* _Texto para leer_
● ● ● ●

"Memorias de un caracol" (2024): recordar no es volver a vivir
- Mariano Soto
- 27 mar
- 5 Min. de lectura
Adam Elliot y su inconfundible estética regresan con una melancólica crónica sobre los azares e infortunios de la vida que condensa emociones bajo una mirada humanista.
Por Mariano Soto CRÍTICA / CARTELERA COMERCIAL

“¡Las papas!”, grita Pinky (Jackie Weaver), una anciana de peculiar apariencia, justo antes de dar su último suspiro, o después, para ser más precisos. Las palabras expresadas en su lecho de muerte le dan vida a este relato que no le pertenece a ella, sino a Grace (Sarah Snook), quien, en una maniobra digna del mismísimo Ciudadano Kane, le cuenta a su mascota caracol las desventuras de su vida. Así se nos presenta a nuestra protagonista: solitaria, triste y disfrazada de caracol, repasando los pasos que la llevaron hasta donde está, recordando un pasado plagado de desgracia, paradójicamente contradiciendo a su nombre, pero a la vez sometida a la desgracia de recordar.

● ● ● ●

* _Registros dados_
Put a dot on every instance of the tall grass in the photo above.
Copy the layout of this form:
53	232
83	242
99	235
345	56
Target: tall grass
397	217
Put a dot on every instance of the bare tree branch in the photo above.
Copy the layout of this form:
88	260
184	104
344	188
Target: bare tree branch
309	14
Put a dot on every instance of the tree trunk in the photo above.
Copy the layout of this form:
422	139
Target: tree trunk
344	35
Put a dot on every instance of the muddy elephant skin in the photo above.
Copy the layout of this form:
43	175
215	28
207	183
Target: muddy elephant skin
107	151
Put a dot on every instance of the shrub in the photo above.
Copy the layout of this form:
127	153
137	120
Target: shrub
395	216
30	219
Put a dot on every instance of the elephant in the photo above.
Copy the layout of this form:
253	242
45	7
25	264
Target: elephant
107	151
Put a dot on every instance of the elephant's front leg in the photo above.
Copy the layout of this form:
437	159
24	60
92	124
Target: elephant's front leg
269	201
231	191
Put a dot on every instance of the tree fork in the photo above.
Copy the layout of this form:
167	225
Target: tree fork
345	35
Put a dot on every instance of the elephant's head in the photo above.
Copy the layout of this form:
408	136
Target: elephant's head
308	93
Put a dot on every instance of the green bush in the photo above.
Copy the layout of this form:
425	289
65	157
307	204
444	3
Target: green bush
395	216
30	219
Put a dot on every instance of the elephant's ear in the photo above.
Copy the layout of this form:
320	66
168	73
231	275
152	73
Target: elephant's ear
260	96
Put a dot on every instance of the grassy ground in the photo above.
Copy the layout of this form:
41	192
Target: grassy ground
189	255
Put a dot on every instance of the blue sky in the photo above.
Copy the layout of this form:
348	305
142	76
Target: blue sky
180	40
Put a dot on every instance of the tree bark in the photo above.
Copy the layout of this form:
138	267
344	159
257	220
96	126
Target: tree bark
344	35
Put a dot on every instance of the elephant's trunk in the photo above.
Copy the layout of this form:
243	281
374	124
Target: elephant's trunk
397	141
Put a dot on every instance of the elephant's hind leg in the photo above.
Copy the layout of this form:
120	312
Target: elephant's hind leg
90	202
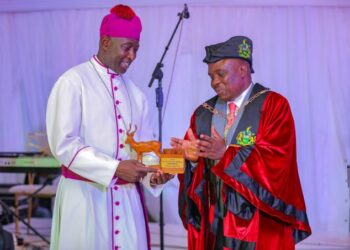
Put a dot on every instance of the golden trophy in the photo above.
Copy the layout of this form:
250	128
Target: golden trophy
170	160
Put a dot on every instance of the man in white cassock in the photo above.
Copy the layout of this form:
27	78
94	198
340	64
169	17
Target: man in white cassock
99	202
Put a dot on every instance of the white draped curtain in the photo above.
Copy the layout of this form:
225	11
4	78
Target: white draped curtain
300	51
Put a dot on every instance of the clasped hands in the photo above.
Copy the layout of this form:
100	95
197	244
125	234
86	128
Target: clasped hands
134	171
205	146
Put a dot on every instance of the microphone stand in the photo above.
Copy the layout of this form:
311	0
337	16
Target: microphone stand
158	74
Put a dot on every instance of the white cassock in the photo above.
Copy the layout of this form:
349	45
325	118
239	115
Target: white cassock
88	113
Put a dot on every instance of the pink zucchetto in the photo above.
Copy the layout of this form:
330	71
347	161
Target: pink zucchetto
121	22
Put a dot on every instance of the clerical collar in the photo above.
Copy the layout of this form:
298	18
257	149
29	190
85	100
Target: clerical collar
239	100
103	68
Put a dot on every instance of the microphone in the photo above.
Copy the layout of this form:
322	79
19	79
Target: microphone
186	14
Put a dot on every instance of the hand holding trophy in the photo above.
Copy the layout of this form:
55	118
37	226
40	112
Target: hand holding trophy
189	147
171	161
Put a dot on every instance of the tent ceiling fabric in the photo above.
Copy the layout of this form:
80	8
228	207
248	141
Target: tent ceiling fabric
44	5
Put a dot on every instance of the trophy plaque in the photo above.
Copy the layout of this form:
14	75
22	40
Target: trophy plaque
170	160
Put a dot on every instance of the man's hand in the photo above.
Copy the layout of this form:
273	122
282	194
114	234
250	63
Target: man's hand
190	147
212	147
133	171
160	178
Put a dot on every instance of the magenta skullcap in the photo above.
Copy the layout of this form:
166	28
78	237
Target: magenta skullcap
121	22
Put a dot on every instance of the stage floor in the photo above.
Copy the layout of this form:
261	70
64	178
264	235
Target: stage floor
175	238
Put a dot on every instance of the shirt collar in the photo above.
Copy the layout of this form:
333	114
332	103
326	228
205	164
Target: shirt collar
239	100
102	68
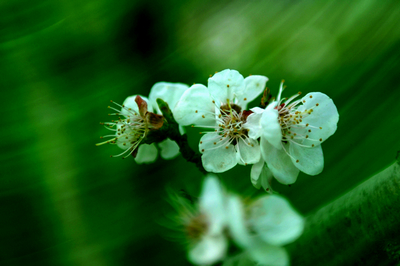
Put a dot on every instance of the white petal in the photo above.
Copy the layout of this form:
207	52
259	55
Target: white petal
196	98
253	124
268	255
248	152
271	129
242	259
146	153
325	115
130	103
219	160
279	163
168	149
256	172
275	221
212	204
254	86
266	179
225	85
236	222
257	110
169	92
209	250
310	160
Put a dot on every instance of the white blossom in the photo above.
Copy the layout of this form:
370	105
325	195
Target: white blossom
205	228
140	117
268	224
221	108
291	132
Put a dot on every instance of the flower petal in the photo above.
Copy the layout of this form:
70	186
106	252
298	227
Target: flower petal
242	259
218	157
146	153
279	163
212	204
168	149
310	160
209	250
167	91
323	119
271	129
248	151
253	124
266	179
254	86
225	85
195	107
275	221
131	103
255	173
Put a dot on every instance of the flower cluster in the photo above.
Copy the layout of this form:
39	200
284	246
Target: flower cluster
279	138
260	228
140	120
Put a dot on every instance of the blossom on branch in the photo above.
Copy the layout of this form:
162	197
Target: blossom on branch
268	224
221	108
142	116
291	132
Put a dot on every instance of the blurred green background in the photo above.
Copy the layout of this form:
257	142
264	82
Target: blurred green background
64	201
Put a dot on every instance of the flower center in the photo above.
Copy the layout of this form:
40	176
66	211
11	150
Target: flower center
129	132
231	122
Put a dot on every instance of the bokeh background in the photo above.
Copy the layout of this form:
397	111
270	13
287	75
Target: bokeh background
64	201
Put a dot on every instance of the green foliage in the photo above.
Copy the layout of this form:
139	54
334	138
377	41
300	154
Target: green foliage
64	201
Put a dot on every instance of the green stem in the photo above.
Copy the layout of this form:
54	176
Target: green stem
170	129
361	227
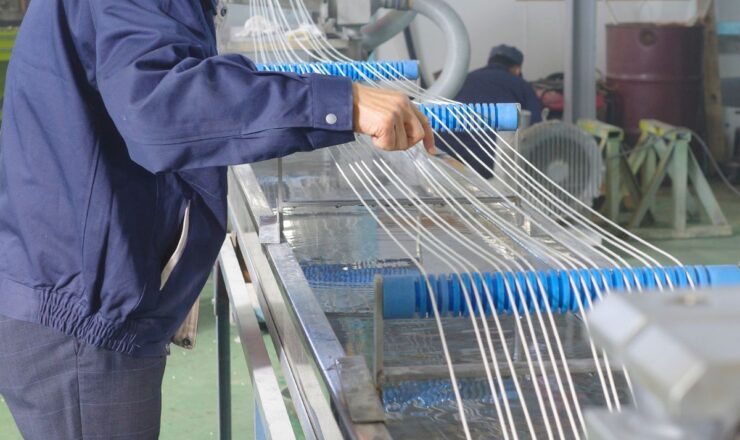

● ● ● ●

* _Consigna_
Vuelve a escribir el tramo de la reseña que va desde "Por Mariano Soto" hasta "desgracia de recordar.", cambiando "anciana" por "señora".

* _Tu respuesta_
Por Mariano Soto CRÍTICA / CARTELERA COMERCIAL

“¡Las papas!”, grita Pinky (Jackie Weaver), una señora de peculiar apariencia, justo antes de dar su último suspiro, o después, para ser más precisos. Las palabras expresadas en su lecho de muerte le dan vida a este relato que no le pertenece a ella, sino a Grace (Sarah Snook), quien, en una maniobra digna del mismísimo Ciudadano Kane, le cuenta a su mascota caracol las desventuras de su vida. Así se nos presenta a nuestra protagonista: solitaria, triste y disfrazada de caracol, repasando los pasos que la llevaron hasta donde está, recordando un pasado plagado de desgracia, paradójicamente contradiciendo a su nombre, pero a la vez sometida a la desgracia de recordar.